Given instruction
Gather every line of the data below that contains the word "railroad", copying each one in full. Case counts.

Records for this exercise
··········

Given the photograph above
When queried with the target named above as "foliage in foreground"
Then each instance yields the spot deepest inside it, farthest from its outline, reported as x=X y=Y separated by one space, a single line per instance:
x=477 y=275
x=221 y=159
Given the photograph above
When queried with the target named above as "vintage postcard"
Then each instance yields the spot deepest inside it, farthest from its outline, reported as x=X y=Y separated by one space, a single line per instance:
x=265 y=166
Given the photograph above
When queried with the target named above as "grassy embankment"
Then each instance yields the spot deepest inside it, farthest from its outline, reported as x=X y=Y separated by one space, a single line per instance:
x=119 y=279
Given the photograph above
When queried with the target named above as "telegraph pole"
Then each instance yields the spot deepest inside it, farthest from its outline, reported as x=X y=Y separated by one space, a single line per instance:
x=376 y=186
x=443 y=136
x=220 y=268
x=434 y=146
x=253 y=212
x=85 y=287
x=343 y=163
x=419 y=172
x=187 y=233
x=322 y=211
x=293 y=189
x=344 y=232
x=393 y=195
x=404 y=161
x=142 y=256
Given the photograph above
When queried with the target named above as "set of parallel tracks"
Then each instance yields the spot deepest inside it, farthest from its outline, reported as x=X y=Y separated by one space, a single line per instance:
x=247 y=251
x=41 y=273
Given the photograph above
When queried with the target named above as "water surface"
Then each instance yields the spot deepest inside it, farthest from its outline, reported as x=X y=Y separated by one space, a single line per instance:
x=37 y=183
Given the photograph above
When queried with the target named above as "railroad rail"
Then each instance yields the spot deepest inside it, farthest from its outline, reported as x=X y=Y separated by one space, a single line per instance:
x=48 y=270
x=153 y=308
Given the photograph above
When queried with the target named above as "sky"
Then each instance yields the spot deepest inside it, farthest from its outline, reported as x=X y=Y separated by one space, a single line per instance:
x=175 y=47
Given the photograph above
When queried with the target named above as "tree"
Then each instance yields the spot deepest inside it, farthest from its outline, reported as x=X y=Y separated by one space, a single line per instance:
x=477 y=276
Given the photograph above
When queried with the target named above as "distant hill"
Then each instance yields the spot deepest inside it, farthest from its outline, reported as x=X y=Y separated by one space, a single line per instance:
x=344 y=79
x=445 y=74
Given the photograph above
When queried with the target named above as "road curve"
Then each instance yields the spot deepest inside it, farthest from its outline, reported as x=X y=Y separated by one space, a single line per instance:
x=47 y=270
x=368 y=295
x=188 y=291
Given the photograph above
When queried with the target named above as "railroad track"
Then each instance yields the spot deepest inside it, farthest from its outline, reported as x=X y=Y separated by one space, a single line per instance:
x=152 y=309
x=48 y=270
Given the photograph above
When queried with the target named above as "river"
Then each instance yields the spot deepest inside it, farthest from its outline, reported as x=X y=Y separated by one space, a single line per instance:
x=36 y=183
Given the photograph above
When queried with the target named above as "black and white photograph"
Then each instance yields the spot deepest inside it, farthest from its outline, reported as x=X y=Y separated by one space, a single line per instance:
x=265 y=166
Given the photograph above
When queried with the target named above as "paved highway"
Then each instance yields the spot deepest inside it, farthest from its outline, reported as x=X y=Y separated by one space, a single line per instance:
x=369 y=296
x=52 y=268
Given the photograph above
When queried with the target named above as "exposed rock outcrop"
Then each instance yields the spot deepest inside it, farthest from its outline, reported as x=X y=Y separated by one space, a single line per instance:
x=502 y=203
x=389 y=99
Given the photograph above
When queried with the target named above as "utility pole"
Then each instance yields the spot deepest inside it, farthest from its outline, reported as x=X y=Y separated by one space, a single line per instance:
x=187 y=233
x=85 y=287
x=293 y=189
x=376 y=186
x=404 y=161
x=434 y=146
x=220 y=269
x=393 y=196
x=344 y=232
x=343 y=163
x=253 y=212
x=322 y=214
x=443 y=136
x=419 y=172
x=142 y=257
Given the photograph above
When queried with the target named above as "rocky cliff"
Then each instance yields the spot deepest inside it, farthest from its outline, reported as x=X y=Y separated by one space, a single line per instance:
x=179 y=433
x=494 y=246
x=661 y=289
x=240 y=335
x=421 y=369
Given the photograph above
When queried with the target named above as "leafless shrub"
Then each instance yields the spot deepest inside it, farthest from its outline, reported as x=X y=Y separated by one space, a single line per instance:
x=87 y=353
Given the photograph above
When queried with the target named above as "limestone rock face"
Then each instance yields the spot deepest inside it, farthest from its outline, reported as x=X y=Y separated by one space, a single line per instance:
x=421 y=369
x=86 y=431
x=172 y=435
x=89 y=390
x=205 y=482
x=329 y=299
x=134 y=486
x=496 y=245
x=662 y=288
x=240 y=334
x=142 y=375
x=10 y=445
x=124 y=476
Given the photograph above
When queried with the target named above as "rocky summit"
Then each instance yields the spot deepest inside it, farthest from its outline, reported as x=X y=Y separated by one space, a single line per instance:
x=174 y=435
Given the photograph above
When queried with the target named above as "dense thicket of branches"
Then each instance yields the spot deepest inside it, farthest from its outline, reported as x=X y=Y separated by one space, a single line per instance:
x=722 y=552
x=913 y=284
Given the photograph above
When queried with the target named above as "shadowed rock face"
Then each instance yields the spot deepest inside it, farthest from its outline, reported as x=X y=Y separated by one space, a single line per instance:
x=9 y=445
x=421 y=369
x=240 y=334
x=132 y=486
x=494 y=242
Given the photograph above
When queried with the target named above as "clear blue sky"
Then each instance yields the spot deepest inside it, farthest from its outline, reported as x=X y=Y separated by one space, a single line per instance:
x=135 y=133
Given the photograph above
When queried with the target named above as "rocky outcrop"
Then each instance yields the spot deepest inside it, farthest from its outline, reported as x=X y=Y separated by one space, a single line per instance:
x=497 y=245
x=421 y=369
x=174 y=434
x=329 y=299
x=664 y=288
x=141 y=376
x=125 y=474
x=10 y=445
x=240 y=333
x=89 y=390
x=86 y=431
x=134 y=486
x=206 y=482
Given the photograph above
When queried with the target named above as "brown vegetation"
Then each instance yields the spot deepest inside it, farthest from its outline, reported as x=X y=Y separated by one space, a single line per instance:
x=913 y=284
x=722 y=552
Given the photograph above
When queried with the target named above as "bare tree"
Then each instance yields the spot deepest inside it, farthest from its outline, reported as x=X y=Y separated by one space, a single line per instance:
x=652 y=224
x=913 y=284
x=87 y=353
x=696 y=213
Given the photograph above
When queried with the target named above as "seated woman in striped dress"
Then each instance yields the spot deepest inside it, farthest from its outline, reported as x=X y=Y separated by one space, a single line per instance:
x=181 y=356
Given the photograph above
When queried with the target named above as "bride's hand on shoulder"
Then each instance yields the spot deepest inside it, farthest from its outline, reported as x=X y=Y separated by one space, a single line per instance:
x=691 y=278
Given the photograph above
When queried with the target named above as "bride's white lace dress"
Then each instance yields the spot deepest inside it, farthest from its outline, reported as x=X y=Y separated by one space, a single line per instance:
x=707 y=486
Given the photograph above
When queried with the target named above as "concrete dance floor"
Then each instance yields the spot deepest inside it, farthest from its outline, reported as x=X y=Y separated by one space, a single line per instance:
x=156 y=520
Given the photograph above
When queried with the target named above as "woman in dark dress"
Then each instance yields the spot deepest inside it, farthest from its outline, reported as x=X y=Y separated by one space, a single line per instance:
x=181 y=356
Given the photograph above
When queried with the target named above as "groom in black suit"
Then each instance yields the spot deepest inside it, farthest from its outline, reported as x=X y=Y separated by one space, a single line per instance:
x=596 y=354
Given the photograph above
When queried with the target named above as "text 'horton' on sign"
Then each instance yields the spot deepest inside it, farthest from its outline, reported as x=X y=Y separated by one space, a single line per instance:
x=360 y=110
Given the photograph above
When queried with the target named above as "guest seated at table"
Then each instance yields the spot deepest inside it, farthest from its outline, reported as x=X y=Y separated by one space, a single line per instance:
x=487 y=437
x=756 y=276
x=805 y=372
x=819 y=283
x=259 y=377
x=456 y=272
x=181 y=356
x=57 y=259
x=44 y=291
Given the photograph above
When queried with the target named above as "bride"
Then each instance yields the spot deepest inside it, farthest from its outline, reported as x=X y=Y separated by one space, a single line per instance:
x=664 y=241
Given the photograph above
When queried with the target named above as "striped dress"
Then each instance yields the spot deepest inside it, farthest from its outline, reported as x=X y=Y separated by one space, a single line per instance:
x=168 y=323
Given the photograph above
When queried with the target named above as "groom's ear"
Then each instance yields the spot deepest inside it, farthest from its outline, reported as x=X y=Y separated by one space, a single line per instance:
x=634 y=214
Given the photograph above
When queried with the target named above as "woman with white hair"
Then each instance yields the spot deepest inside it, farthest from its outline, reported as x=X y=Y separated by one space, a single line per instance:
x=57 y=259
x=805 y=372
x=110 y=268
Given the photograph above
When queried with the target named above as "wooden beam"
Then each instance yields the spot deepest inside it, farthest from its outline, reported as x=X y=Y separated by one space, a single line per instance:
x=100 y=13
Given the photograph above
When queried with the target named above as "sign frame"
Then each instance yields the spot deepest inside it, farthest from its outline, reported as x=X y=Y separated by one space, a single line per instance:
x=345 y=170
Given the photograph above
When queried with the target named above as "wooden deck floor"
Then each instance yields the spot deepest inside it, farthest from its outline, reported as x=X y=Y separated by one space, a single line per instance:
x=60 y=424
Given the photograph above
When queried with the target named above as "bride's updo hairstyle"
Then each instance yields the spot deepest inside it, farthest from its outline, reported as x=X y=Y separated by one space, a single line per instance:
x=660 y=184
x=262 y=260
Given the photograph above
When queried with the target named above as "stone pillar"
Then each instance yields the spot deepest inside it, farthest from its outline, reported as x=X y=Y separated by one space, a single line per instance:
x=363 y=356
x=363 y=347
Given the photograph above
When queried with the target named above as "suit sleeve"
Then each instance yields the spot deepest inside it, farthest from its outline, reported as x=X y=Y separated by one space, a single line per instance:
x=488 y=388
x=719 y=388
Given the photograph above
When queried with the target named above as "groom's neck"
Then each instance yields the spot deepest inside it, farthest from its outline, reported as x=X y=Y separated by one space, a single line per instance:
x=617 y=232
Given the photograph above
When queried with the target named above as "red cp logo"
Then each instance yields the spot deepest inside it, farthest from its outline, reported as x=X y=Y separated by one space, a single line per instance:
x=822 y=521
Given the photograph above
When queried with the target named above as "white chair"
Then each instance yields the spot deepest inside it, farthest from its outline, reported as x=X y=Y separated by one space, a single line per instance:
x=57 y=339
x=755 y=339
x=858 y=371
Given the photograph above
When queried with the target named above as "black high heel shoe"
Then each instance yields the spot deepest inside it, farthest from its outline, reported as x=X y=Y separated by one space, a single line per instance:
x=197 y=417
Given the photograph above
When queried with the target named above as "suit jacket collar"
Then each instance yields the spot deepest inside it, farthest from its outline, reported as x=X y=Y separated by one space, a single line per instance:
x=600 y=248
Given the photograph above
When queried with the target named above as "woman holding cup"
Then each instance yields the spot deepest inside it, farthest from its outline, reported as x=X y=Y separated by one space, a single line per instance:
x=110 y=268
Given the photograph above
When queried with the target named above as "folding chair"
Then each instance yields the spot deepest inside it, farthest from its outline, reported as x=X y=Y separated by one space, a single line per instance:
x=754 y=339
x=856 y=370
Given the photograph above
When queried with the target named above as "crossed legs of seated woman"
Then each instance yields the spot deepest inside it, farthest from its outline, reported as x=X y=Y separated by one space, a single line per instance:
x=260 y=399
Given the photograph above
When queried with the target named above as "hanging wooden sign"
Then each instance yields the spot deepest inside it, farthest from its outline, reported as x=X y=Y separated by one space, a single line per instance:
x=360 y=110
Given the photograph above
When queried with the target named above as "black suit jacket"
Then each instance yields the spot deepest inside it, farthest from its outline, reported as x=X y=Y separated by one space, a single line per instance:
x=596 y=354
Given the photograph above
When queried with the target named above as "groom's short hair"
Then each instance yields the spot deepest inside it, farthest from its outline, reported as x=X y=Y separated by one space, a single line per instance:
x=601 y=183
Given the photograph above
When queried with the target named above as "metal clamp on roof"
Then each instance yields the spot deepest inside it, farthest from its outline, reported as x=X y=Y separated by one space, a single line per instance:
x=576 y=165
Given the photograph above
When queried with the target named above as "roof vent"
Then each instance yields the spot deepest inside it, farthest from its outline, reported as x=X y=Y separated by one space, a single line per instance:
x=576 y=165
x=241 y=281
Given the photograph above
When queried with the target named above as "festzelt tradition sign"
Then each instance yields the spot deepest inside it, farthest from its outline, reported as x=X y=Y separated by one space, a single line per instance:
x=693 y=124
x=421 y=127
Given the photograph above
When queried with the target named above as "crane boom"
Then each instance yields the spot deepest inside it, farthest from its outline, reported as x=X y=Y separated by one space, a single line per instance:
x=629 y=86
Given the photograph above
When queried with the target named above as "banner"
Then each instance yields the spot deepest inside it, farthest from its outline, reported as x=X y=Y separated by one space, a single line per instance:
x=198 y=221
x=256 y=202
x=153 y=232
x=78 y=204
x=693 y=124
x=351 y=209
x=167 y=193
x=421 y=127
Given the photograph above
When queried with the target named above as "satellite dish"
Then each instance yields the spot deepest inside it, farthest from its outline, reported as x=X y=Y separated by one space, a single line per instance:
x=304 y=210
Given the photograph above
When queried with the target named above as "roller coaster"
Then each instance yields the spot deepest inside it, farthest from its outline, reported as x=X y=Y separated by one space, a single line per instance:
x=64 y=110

··········

Exercise answer
When queried with the target named above as "railroad rail"
When queried with the target named above as "railroad track"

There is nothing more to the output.